#### WORK INSTRUCTIONS:
Transcribe the lines of the records starting with the one that has "player? Tag one per instance." in it and ending with the last, and transcribe nothing else.

#### PROVIDED INFORMATION:
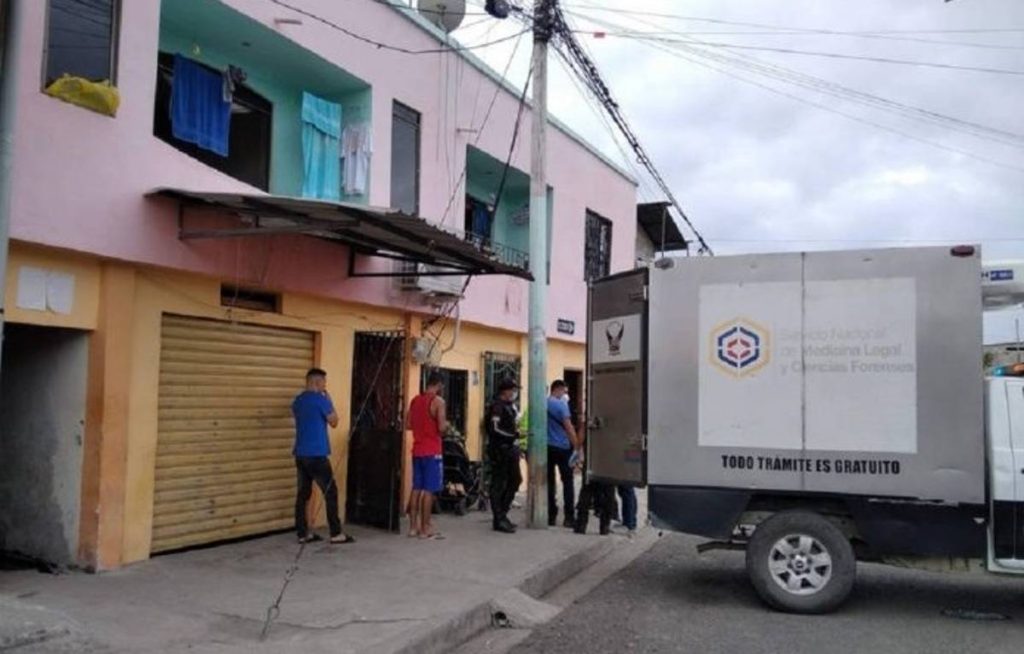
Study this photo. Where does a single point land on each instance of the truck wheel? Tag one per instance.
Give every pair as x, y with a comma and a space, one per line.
801, 563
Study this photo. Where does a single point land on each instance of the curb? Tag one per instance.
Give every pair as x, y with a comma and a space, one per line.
461, 627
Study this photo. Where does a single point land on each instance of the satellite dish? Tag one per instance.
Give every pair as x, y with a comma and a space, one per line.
446, 14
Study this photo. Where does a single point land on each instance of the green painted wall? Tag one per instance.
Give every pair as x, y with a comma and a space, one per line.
286, 153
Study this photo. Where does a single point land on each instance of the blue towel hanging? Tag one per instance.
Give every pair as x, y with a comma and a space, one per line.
321, 148
199, 113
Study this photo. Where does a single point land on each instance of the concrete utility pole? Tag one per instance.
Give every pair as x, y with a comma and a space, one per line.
8, 101
537, 499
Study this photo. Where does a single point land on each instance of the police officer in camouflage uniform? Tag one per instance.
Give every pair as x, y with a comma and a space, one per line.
504, 454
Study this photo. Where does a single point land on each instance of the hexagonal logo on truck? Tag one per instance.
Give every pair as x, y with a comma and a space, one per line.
739, 347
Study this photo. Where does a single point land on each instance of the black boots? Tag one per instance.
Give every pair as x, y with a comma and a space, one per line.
504, 525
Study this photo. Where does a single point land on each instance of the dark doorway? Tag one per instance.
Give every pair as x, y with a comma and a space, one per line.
456, 389
374, 488
42, 421
573, 379
496, 367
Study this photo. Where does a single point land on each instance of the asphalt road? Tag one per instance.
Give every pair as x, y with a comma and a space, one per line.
674, 600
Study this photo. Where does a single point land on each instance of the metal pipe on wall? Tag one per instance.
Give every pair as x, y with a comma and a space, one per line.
8, 103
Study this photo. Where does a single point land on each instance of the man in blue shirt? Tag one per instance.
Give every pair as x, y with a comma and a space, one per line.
561, 441
313, 411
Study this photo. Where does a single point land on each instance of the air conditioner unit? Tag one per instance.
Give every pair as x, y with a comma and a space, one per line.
416, 277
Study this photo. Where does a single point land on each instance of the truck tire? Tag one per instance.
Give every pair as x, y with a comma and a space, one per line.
801, 563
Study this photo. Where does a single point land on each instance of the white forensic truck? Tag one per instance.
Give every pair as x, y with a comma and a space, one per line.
813, 409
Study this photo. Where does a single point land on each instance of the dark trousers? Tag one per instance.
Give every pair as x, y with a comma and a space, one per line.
316, 469
602, 498
559, 459
628, 495
505, 480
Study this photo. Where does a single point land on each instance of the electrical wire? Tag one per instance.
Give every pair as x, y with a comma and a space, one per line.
386, 46
581, 63
483, 123
515, 135
833, 110
819, 85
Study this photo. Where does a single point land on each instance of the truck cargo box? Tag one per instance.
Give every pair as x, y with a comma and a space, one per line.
850, 373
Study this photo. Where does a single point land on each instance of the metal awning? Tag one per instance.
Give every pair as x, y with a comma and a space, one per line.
366, 230
652, 218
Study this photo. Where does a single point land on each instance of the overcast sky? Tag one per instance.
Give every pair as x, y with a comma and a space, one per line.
763, 169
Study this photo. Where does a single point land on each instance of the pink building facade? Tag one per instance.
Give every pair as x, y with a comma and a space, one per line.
145, 315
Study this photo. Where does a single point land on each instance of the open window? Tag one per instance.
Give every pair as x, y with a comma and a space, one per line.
597, 258
81, 40
249, 141
616, 371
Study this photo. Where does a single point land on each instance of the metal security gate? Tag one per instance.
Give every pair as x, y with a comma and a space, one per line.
374, 487
224, 466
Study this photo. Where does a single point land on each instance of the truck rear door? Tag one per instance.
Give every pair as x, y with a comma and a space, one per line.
1006, 437
1015, 399
616, 372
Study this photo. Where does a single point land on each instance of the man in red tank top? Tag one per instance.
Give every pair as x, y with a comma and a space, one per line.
426, 419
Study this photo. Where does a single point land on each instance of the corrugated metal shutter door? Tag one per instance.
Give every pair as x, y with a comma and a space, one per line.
224, 465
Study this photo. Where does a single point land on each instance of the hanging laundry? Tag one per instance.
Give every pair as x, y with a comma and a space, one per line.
199, 113
321, 148
356, 148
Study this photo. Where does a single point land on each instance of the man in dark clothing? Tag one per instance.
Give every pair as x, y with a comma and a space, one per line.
313, 411
561, 443
503, 451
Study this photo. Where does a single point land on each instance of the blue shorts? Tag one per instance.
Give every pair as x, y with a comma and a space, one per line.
428, 473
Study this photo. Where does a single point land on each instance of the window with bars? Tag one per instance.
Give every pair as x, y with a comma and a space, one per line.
597, 258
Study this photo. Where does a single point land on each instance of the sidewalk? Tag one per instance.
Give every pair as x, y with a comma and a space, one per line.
385, 593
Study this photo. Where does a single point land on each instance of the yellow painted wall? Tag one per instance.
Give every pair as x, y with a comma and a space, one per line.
473, 342
85, 270
159, 292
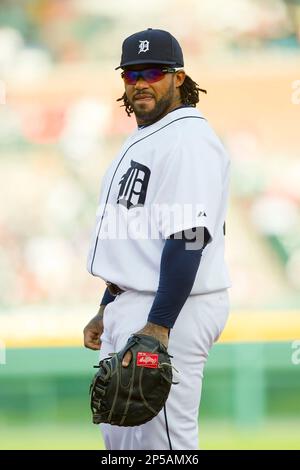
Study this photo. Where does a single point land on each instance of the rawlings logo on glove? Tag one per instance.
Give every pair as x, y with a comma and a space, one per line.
133, 395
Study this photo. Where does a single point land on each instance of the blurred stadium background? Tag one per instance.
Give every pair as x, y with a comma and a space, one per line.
60, 126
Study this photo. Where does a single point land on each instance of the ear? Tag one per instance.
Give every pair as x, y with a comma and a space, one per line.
179, 78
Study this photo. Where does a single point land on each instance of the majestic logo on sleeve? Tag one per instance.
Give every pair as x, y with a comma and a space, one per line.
143, 46
133, 185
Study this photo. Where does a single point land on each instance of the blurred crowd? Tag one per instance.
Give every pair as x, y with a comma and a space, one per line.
60, 126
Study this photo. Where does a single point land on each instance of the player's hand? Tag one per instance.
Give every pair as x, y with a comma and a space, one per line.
151, 329
93, 331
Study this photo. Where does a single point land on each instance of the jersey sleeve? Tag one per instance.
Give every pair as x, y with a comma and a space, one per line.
190, 188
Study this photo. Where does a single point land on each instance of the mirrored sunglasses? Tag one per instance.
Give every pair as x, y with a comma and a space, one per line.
152, 75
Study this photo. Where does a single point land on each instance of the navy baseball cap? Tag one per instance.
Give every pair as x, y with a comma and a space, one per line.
152, 46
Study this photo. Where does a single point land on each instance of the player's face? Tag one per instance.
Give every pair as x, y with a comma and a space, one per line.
150, 101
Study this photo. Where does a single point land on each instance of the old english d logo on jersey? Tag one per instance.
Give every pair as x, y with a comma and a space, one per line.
133, 185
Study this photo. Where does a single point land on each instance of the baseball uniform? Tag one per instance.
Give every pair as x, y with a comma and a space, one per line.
169, 177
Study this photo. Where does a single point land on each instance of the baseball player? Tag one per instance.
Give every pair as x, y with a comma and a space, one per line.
159, 237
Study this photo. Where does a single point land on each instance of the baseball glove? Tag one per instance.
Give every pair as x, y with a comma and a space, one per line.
133, 395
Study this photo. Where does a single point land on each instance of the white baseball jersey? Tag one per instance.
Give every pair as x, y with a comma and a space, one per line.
168, 177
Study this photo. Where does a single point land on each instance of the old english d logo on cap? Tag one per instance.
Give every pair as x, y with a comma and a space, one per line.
143, 46
152, 46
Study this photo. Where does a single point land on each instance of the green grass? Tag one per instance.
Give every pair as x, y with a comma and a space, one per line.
213, 435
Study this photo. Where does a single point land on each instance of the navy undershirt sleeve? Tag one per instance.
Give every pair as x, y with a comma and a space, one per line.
178, 269
107, 297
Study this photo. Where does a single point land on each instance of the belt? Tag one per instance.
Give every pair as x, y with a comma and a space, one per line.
114, 289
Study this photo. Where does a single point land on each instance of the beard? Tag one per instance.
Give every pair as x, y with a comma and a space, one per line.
160, 109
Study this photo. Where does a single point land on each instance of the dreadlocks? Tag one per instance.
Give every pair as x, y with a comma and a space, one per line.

#### OUTPUT OF THE TASK:
Study this photo. Where does a single point land on each instance of the baseball player? Tag one per instance.
Give every pair as x, y with a comma and a space, one per line.
159, 237
Study this photo. Where does a single point land on each instance of the baseball glove? Tag one per instance.
Give every pair as x, y with a comma and a space, one per line.
133, 395
Study this photo. Where does a single point land on each instance of the white baseball jersey? Tag one per instance.
Give every pair as x, y with a comma and a space, one per line.
168, 177
Study this photo. Where does a single point land on each instance of the old english d logo on cap? Tag one per instance.
Give every pair as x, y with a comma and a space, one per line.
143, 46
152, 46
Study this photo. Where does a single point land on each instance of the green grass? Tag one per instance.
Give every pair as x, y with a comma and a space, one per line.
213, 435
Study this photo. Where does a single point land on each instance of the navy undershirt sleeve? Tag one per instance.
Give every pair as x, y with a comma and a space, one per line.
178, 269
107, 297
Study this photo. Where does a single point land on each instance of the belt? Tag one per instance.
Give every pair as x, y with a comma and a space, one per line.
114, 289
Study this photo. Where does a single point land on each instance of the beard? Tag one per instance.
Give every pair as x, y with a comma and a space, one per line.
160, 109
Study this photo. Where does a single point land on each instance of the dreadlocks? Tag one per instance.
Give every pair as x, y with a comma and a space, one per line.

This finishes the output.